### REQUIRED ACTION
Please resume the news article about a Maine publisher turning down overseas outsourcing, picking up right after its final sentence.

### TEXT UNDER STUDY
● ● ● ● ● ● ●

November 25, 2024
Business

Company resists shipping jobs overseas

PORTLAND – The publisher of Maine Antiques Digest says his small company in Waldoboro is proof that it isn’t just large firms that are being tempted to send work to other countries where costs are cheaper.

A Philippine company recently sent Samuel Pennington a letter and brochure offering to design and lay out his paper, make advertising sales calls and develop content from Manila, the Philippine capital, on the other side of the world.

Pennington turned down the offer, but the letter has him convinced that outsourcing jobs to other countries is more than a simmering debate in this year’s presidential election.

If foreign companies are reaching companies as small as his, then they are going “pretty far down” to drum up business, he said.

“Outsourcing is a big problem, I think,” Pennington said. “Maybe in 40 years we’ll be making the same as the people in the Philippines. Our standard of living is going down and theirs is going up.”

The threat of losing jobs overseas is particularly worrisome in Maine, which has lost nearly 18,000 manufacturing jobs during the last three years, the nation’s highest rate of production job losses.

Jobs in the service sector, which have been a stable part of Maine’s work force, are increasingly going overseas as well.

For years, it was manufacturing work that moved from U.S. factories to newer facilities in China or Indonesia. Now, the flow of jobs overseas includes white-collar, relatively high-paying jobs, said Christine Ferrusi Ross, a senior analyst with Forrester Research, a high-tech consulting firm.

● ● ● ● ● ● ●

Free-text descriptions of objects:
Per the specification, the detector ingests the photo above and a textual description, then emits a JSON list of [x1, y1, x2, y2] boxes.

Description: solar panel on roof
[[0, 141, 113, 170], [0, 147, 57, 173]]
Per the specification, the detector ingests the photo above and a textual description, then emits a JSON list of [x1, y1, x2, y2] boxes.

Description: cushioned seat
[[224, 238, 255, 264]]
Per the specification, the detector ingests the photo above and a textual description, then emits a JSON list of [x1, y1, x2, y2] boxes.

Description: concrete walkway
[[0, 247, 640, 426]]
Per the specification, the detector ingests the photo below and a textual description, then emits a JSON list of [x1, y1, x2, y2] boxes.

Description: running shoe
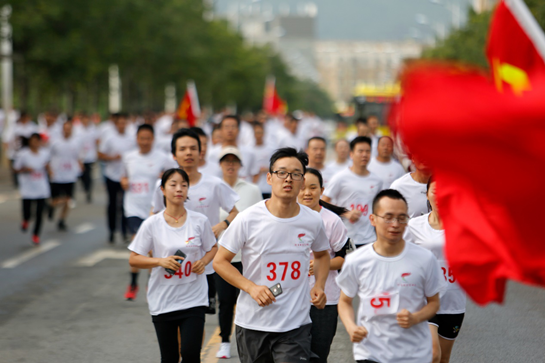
[[216, 343, 231, 359], [125, 285, 138, 301]]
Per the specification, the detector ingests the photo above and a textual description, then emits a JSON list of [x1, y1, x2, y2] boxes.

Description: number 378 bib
[[261, 253, 309, 289]]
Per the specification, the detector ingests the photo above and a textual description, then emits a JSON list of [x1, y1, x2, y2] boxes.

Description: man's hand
[[343, 209, 361, 223], [248, 285, 276, 307], [396, 309, 418, 329], [191, 260, 206, 275], [346, 324, 367, 343], [310, 286, 327, 310]]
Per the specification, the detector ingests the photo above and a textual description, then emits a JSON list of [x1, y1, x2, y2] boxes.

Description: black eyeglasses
[[272, 170, 304, 181]]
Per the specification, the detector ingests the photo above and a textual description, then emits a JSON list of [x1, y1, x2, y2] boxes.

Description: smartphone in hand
[[165, 250, 187, 275]]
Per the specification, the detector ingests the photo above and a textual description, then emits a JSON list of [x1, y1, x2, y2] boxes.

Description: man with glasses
[[336, 189, 444, 363], [322, 136, 382, 247], [214, 148, 329, 363]]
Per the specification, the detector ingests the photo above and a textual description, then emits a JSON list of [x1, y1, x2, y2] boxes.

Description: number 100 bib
[[261, 253, 309, 289]]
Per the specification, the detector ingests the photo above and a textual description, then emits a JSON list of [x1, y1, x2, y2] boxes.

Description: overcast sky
[[214, 0, 472, 40]]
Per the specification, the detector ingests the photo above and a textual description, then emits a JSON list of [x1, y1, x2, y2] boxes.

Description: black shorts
[[428, 313, 465, 340], [127, 217, 144, 234], [236, 324, 312, 363], [51, 183, 74, 199]]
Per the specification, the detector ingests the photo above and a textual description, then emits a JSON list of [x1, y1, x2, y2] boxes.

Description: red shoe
[[125, 285, 138, 301]]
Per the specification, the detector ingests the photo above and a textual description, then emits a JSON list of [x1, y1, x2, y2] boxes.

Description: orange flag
[[175, 81, 201, 127], [391, 0, 545, 304]]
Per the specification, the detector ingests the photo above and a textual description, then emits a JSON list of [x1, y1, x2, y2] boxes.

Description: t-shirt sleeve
[[335, 256, 359, 298], [218, 180, 240, 213], [424, 253, 446, 297], [151, 180, 165, 213], [323, 174, 342, 201], [329, 218, 348, 252], [219, 216, 247, 254], [310, 217, 329, 252], [201, 218, 216, 252], [127, 219, 153, 256]]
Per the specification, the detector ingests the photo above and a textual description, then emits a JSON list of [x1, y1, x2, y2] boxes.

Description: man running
[[322, 136, 382, 247], [214, 148, 329, 363], [337, 189, 443, 363]]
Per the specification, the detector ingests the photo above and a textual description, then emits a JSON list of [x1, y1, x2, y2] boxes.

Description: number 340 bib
[[261, 253, 309, 289]]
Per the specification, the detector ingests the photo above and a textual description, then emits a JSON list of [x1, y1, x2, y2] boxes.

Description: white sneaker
[[216, 343, 231, 359]]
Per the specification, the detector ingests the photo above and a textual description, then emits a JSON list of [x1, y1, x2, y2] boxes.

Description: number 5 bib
[[361, 291, 399, 318], [161, 254, 197, 285], [261, 253, 309, 289]]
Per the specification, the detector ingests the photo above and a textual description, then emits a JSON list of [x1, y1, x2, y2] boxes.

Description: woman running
[[404, 178, 466, 363], [129, 169, 217, 363], [13, 134, 51, 245], [298, 168, 349, 363]]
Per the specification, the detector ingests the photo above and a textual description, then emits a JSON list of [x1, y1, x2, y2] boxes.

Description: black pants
[[106, 178, 127, 236], [214, 262, 242, 343], [23, 199, 45, 236], [310, 305, 339, 363], [81, 163, 95, 197], [153, 307, 205, 363]]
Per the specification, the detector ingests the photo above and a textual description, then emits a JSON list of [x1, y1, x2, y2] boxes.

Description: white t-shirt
[[308, 208, 348, 305], [219, 201, 329, 332], [324, 169, 382, 245], [74, 124, 100, 163], [49, 136, 82, 184], [128, 210, 216, 315], [390, 173, 428, 218], [403, 213, 467, 314], [152, 174, 239, 275], [13, 148, 51, 199], [121, 149, 172, 219], [98, 129, 136, 182], [337, 242, 442, 363], [367, 158, 405, 189]]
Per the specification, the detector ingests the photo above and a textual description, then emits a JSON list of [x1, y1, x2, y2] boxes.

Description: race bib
[[161, 254, 198, 285], [261, 253, 309, 289], [439, 260, 460, 290], [361, 291, 399, 317], [129, 182, 149, 194]]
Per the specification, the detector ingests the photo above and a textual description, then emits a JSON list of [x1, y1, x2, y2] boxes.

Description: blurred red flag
[[263, 77, 287, 115], [175, 81, 201, 127], [391, 1, 545, 304]]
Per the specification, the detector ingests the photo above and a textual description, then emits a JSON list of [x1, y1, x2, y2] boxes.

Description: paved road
[[0, 172, 545, 363]]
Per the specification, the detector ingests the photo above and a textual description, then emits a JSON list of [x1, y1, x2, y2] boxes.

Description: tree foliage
[[0, 0, 331, 114], [423, 0, 545, 68]]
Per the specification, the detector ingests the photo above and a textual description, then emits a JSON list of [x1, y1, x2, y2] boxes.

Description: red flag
[[176, 81, 201, 127], [394, 1, 545, 304], [263, 77, 287, 115]]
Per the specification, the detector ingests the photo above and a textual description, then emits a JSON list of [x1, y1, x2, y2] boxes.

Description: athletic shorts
[[236, 324, 314, 363], [428, 313, 465, 340], [51, 183, 74, 199], [127, 217, 144, 234]]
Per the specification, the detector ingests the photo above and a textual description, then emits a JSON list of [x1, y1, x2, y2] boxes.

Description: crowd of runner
[[4, 112, 466, 363]]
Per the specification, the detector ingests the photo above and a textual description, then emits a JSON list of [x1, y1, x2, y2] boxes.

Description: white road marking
[[74, 223, 95, 234], [2, 239, 61, 268], [75, 249, 131, 267]]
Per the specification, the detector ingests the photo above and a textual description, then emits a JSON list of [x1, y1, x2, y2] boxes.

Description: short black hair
[[373, 189, 409, 214], [136, 124, 155, 135], [354, 117, 367, 126], [350, 136, 372, 151], [170, 129, 201, 155], [269, 147, 308, 174], [307, 136, 327, 147], [190, 126, 208, 139], [219, 115, 240, 128]]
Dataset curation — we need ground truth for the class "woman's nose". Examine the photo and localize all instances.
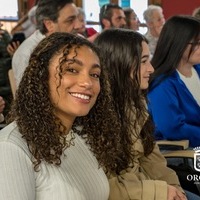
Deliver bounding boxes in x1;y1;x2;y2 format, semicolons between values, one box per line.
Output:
79;75;92;88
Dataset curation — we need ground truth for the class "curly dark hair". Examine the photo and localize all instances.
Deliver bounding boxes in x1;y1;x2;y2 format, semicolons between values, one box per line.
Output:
95;29;154;173
9;33;122;170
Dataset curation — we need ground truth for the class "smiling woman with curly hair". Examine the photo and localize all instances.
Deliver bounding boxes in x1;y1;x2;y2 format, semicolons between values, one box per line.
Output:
0;33;122;200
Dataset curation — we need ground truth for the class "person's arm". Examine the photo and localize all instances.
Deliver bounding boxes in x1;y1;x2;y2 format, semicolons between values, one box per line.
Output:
148;82;200;146
109;145;187;200
140;144;184;193
0;142;36;200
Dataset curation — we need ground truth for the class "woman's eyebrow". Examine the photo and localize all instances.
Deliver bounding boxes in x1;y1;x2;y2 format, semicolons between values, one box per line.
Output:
67;58;101;69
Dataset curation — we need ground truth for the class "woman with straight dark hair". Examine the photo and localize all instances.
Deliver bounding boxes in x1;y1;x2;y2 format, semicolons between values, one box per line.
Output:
148;16;200;147
95;29;195;200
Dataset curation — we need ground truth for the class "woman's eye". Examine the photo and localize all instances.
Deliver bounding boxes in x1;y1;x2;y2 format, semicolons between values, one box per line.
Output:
66;68;77;73
141;60;147;63
91;73;100;79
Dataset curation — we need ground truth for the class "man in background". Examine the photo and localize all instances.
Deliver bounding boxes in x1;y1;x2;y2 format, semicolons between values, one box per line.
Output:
12;0;80;86
99;4;126;30
143;5;165;57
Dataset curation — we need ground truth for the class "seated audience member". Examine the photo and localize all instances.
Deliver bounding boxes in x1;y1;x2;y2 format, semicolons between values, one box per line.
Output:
77;7;99;42
148;16;200;147
0;22;12;115
99;3;126;30
143;5;165;57
192;7;200;19
0;32;119;200
123;8;140;31
12;0;80;86
11;5;37;38
95;29;199;200
0;96;5;123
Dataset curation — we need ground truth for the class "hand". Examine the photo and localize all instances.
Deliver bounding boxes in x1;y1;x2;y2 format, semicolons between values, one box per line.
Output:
7;41;20;56
167;185;187;200
0;96;5;113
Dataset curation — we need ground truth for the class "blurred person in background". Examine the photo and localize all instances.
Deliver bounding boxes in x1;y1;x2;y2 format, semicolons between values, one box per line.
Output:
123;8;140;31
99;3;126;30
12;0;80;86
77;7;99;42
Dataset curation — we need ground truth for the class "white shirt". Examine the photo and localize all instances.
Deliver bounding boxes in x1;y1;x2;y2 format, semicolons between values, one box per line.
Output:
177;67;200;106
0;123;109;200
12;30;45;87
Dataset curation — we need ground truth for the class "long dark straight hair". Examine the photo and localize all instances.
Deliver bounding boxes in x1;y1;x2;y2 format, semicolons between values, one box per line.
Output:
150;15;200;90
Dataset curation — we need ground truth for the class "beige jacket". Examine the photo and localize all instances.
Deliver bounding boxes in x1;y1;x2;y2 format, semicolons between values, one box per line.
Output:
108;135;183;200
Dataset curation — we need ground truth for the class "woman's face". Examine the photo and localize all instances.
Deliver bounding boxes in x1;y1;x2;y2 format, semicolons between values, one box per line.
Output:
77;14;86;34
140;41;154;90
130;12;140;31
49;46;101;124
182;40;200;65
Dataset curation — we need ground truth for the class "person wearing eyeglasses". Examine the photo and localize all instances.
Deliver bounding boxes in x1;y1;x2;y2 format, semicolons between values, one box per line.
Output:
123;8;140;31
99;4;126;30
148;15;200;147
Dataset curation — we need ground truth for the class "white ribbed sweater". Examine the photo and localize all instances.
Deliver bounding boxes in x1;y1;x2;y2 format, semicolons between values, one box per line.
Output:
0;123;109;200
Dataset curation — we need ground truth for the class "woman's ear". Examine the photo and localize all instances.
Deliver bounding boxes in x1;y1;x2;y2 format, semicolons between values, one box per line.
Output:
43;19;55;35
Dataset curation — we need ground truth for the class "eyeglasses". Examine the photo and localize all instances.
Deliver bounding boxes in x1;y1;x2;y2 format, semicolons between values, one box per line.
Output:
101;4;109;18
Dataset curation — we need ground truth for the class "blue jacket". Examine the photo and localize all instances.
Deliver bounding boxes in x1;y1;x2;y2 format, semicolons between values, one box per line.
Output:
148;65;200;147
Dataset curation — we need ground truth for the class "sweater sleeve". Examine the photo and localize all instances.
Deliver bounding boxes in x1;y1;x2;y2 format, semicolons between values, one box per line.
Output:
148;81;200;147
140;144;184;193
0;142;35;200
109;145;184;200
109;171;167;200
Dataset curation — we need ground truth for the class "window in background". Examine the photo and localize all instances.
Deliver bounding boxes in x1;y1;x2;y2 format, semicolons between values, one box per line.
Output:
83;0;148;34
0;0;18;21
83;0;102;32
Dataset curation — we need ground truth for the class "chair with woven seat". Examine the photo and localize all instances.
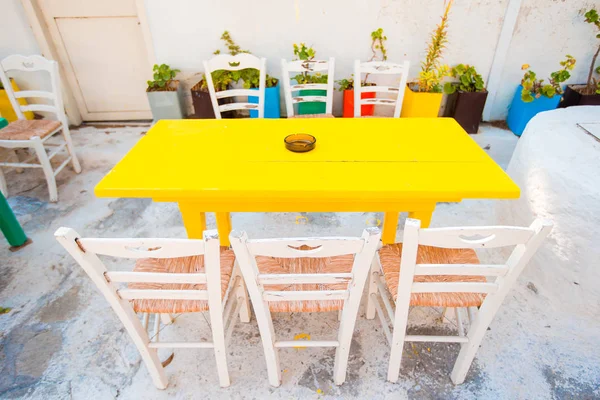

● ● ● ● ● ● ●

### SOLVED PROBLEM
She noted that a Massachusetts hospital relies on technicians in India to help interpret X-ray and CAT scan results.

“They’re much more focused on what you would think of as an office job,” Ross said.

South Portland-based iCST develops software and provides short-term computer programming help. But about 80 to 90 percent of its software development work is now done in India even though clients have the option of work done overseas or in the United States, said company President Ashok Nalamalapu.

Most choose offshore work because of the cost savings, and programmers in India, many who have advanced degrees in computer science, are often better-educated than their counterparts in the United States, Nalamalapu said.

But because workers in India earn about 20 to 25 percent of the salary of U.S.-based programmers, his clients realize savings of 30 to 50 percent, Nalamalapu said.

Still, many companies are resisting the urge to contract work overseas, Ross said.

“On a pure economic basis, if we all looked at the numbers, we would all be offshore right now,” she said. “The reality is that a lot of the companies don’t want to go.”